Segment Open

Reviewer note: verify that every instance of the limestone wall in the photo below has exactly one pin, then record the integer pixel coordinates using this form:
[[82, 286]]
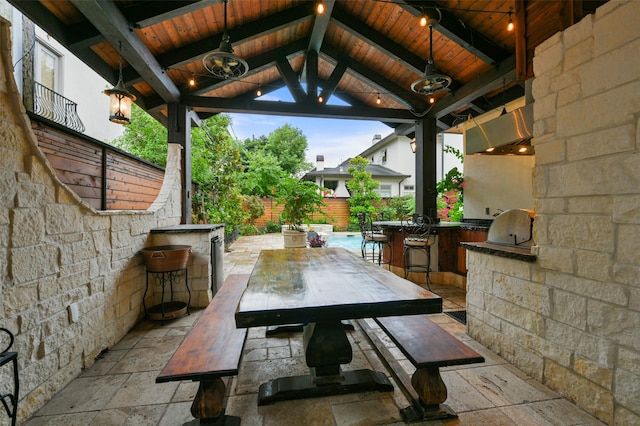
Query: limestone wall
[[55, 251], [572, 320]]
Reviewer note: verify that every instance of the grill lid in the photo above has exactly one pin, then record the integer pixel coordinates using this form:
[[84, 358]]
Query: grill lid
[[512, 227]]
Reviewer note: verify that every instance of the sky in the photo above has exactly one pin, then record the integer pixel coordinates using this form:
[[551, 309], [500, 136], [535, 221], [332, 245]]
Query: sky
[[337, 140]]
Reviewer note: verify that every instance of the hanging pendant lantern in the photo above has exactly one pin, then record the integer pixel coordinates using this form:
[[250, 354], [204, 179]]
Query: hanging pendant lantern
[[222, 63], [120, 99], [432, 81]]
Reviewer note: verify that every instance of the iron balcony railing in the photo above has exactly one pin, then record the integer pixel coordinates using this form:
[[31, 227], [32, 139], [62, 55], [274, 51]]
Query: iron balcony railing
[[55, 107]]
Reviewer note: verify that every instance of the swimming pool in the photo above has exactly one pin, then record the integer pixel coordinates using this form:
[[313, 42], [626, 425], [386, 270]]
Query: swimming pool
[[348, 241]]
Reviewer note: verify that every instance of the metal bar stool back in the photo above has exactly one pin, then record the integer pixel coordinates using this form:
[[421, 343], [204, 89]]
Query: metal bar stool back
[[374, 239], [417, 240]]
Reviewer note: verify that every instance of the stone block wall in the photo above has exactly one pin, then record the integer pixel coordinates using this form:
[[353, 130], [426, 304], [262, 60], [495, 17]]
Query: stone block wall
[[56, 251], [572, 320]]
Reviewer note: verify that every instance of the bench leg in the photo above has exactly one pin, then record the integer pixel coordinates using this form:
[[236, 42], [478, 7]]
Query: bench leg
[[208, 405], [432, 391]]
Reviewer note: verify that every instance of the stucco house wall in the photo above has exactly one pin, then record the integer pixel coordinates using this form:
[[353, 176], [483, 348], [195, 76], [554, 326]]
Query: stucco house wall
[[55, 250], [572, 319]]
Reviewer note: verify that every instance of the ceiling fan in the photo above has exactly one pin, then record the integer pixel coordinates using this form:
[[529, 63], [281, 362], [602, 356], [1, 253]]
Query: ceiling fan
[[222, 63]]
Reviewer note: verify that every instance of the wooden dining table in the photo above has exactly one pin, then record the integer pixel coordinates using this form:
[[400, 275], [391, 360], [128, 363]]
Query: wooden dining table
[[319, 288]]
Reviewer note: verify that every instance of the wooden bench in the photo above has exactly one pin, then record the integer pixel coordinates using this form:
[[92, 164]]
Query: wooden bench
[[210, 351], [428, 347]]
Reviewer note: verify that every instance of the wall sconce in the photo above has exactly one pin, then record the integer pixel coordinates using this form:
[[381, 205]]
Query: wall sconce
[[120, 99]]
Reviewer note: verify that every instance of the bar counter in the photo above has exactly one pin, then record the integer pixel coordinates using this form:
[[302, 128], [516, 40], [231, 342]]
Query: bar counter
[[448, 243]]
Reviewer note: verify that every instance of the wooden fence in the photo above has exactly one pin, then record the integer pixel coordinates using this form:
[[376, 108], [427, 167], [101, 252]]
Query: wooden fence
[[110, 179], [102, 175], [336, 211]]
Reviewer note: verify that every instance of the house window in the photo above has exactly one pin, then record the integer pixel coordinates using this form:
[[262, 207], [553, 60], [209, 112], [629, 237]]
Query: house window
[[47, 67], [384, 190]]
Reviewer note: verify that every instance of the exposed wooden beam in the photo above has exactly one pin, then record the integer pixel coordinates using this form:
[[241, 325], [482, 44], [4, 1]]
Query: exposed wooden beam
[[291, 80], [201, 103], [141, 15], [392, 49], [399, 93], [311, 74], [487, 82], [329, 86], [256, 64], [244, 34], [457, 31], [106, 17], [316, 35]]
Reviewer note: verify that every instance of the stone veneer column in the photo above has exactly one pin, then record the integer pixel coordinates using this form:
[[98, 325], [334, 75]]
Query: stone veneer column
[[56, 251], [572, 320]]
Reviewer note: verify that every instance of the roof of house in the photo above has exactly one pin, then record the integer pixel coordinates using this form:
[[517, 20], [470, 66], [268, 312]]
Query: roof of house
[[377, 171]]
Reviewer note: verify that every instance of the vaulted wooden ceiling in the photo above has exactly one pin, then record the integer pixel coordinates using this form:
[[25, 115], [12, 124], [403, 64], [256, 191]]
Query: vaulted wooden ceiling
[[358, 51]]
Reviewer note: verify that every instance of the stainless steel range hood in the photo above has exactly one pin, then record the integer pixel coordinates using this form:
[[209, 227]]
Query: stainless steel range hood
[[508, 134]]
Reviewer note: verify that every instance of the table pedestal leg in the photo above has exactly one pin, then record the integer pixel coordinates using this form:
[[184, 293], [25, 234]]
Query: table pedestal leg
[[326, 348], [208, 404]]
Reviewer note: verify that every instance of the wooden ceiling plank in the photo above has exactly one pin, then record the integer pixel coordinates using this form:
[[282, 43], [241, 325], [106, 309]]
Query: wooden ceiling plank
[[140, 15], [401, 94], [106, 17], [299, 110], [194, 51], [350, 24], [320, 24], [258, 64], [454, 29], [494, 79]]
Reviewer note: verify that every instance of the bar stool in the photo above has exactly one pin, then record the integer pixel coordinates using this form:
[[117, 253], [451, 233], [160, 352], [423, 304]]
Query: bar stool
[[374, 238], [417, 238]]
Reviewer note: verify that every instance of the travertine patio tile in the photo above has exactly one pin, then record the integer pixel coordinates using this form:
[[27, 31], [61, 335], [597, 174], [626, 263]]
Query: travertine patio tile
[[76, 397], [148, 415], [77, 419], [120, 388], [176, 414], [554, 412], [186, 391], [462, 396], [144, 359], [501, 386], [379, 411], [141, 389]]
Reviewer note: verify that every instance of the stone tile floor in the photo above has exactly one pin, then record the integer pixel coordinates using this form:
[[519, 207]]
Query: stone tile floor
[[120, 388]]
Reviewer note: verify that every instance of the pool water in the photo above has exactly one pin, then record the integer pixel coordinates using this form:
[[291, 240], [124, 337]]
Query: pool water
[[351, 242]]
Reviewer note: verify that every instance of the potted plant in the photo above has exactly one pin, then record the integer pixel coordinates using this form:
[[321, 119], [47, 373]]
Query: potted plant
[[301, 200], [316, 240]]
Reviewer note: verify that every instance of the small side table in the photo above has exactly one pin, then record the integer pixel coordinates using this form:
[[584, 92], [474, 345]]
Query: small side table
[[167, 309], [10, 400]]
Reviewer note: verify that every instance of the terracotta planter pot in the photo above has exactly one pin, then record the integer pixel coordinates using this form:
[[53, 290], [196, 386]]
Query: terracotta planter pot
[[294, 239], [166, 258]]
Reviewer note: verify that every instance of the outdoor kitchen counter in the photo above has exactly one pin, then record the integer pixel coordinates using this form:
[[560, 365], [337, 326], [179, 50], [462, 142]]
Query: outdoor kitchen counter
[[448, 243], [512, 252]]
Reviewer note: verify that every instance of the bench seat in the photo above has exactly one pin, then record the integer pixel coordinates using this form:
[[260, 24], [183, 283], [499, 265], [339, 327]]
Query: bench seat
[[211, 350], [428, 347]]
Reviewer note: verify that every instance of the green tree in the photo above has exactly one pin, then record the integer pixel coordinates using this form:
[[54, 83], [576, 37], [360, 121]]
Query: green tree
[[362, 189], [215, 164], [286, 144], [450, 199], [262, 174], [145, 137]]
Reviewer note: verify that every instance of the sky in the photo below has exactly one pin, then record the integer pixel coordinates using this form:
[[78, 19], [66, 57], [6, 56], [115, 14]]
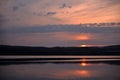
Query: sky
[[56, 22]]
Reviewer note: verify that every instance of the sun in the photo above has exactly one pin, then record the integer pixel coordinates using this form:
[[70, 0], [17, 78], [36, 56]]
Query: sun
[[83, 45]]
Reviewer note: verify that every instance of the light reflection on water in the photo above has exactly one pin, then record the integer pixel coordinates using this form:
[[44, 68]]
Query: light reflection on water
[[61, 71]]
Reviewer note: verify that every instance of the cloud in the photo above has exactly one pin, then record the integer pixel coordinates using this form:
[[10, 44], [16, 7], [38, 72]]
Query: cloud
[[65, 6], [51, 13], [17, 7]]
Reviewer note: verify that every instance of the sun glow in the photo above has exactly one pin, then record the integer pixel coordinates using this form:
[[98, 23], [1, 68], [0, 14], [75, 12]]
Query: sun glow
[[83, 45], [83, 63], [82, 37]]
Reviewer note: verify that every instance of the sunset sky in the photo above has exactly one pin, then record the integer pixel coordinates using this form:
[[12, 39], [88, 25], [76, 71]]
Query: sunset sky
[[29, 22]]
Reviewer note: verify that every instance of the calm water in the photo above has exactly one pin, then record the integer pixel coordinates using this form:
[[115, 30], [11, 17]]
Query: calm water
[[101, 68]]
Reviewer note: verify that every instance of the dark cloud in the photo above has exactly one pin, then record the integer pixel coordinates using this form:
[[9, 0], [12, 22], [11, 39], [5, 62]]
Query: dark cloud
[[3, 19], [63, 28]]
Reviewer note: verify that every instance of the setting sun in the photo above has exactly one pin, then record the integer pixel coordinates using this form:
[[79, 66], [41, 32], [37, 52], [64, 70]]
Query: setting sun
[[83, 64], [83, 45]]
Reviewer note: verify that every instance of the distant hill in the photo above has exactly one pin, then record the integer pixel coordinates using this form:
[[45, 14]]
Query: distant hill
[[26, 50]]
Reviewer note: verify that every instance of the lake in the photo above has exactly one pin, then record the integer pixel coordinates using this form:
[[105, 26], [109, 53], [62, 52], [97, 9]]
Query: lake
[[60, 68]]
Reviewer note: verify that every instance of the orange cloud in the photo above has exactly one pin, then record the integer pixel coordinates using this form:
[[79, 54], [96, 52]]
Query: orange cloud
[[83, 37]]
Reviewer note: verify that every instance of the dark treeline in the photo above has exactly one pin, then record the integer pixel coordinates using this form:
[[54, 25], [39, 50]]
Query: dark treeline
[[25, 50]]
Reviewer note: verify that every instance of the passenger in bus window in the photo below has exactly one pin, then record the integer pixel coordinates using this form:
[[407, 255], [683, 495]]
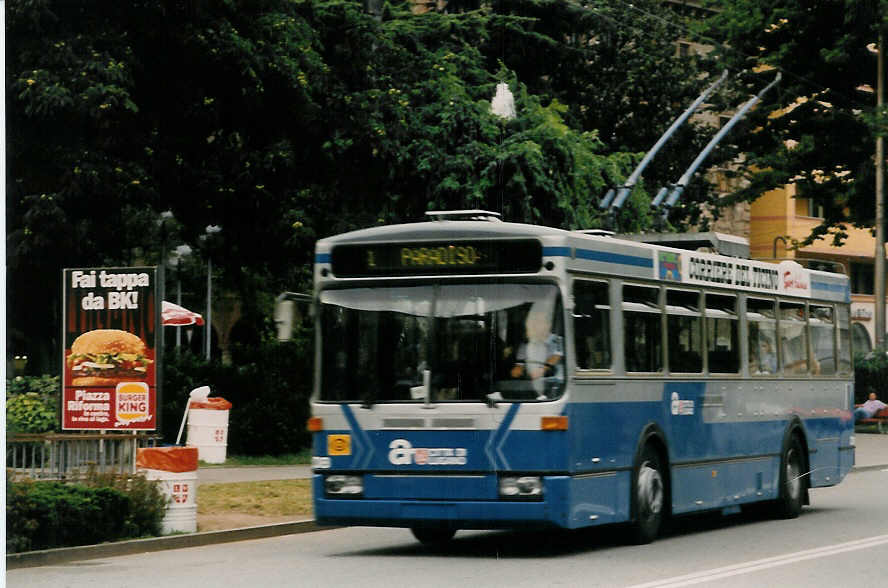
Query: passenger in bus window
[[539, 357], [764, 359]]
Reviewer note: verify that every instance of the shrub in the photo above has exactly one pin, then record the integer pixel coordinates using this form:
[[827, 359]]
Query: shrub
[[104, 507], [268, 386], [870, 375], [147, 502], [32, 404], [43, 515]]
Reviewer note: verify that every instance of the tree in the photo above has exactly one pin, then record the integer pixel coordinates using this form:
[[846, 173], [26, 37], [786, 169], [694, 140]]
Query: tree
[[283, 122], [817, 130]]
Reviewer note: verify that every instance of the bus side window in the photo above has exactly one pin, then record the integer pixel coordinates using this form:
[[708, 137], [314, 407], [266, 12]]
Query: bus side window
[[684, 331], [793, 339], [761, 336], [844, 351], [591, 325], [821, 322], [642, 329], [722, 334]]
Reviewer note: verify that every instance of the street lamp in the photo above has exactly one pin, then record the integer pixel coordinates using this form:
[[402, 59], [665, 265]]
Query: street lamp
[[879, 254], [179, 254], [208, 234]]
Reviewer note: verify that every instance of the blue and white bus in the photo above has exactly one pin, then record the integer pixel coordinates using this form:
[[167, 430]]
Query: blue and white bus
[[479, 374]]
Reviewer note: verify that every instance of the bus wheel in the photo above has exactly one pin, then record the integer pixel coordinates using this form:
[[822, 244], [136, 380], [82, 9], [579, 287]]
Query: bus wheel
[[792, 481], [649, 496], [433, 535]]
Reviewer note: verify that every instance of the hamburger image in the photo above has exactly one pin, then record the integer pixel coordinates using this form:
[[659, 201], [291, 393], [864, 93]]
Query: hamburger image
[[104, 357]]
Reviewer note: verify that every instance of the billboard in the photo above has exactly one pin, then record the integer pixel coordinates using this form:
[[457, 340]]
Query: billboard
[[111, 334]]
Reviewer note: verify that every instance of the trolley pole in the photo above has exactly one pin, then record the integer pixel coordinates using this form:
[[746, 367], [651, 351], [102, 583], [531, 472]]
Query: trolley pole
[[880, 199]]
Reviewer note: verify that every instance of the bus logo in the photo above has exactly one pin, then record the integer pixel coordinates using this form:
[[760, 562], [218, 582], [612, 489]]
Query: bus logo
[[403, 453], [338, 444], [681, 407]]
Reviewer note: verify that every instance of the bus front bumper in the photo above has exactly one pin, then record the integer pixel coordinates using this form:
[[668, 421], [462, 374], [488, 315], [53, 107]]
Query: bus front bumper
[[567, 502]]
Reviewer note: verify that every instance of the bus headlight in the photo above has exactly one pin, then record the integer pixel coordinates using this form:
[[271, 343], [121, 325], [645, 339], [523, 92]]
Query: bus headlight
[[339, 485], [521, 487]]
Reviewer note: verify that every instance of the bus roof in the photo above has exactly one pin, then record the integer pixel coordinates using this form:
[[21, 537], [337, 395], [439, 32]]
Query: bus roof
[[577, 251]]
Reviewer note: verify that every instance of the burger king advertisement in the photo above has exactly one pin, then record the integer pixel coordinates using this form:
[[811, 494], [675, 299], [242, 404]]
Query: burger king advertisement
[[111, 329]]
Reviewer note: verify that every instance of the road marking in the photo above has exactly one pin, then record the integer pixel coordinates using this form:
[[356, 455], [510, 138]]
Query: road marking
[[763, 564]]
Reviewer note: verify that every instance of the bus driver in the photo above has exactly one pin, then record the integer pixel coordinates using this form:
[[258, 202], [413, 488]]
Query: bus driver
[[539, 358]]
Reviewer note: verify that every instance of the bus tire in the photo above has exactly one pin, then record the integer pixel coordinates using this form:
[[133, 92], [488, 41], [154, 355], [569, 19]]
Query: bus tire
[[433, 536], [648, 496], [792, 480]]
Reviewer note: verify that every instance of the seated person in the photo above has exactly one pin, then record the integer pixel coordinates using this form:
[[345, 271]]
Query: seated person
[[869, 408], [539, 358]]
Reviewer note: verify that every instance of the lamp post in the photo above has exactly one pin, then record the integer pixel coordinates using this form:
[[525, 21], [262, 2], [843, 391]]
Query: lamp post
[[879, 255], [206, 237], [178, 255]]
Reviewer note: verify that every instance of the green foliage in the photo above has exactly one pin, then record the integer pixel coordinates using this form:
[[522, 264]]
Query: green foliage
[[32, 404], [147, 502], [43, 515], [283, 122], [103, 507], [870, 375], [821, 50], [268, 386]]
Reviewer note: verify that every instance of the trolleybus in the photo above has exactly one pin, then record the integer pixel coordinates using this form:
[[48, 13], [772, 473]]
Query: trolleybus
[[478, 374]]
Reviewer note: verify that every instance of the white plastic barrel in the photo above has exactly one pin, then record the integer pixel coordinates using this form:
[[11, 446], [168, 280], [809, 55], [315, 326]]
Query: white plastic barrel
[[208, 431], [175, 470], [181, 489]]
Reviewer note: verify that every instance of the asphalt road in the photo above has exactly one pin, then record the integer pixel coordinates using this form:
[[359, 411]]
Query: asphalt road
[[837, 542]]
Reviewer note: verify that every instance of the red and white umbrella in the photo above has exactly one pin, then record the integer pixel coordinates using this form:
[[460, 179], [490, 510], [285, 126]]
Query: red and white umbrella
[[176, 316]]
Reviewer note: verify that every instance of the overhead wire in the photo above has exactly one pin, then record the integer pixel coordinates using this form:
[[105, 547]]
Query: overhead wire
[[691, 35]]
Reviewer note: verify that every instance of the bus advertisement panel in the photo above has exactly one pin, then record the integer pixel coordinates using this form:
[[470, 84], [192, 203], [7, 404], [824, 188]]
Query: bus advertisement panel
[[110, 329]]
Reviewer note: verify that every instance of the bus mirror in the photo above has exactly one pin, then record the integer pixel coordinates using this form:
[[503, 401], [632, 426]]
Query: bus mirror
[[283, 319]]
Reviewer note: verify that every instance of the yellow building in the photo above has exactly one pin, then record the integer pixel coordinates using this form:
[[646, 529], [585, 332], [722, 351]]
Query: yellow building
[[779, 217]]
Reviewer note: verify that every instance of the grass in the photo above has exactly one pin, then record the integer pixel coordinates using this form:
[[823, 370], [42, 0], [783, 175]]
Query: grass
[[272, 498], [301, 458]]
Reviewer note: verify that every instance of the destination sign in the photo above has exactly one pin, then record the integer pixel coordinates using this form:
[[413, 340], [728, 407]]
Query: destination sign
[[448, 257]]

Segment Closed

# EXERCISE DETAILS:
Where in the records does the word "below" appear? Copy each line that holds it.

# EXERCISE OUTPUT:
Reviewer note: verify that every instance of the limestone wall in the photo below has exactly one pin, then record the integer pixel coordinates using this form:
Reviewer note: verify that every instance of the sky in the photo below has exactly one pin, then record the integer pixel coordinates using this form:
Reviewer note: verify that every instance of the passenger in bus window in the photo below has exactly one pin, then record the integer pixel coordinates using this form:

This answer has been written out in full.